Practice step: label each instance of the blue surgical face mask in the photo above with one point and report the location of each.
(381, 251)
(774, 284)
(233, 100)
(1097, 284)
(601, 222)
^^^^^^^^
* Stated problem
Lay out the lines above as a two-column CSV with the header text,answer. Give one row for each line to be answered, holding its wording and its answer, with each field in double quotes and any line breaks replaced by spaces.

* Written solution
text,answer
"Practice step: label each instance of the blue surgical face mask in the photo above with one point and report the location of each.","(381, 251) (774, 284) (233, 100) (1097, 284) (601, 222)"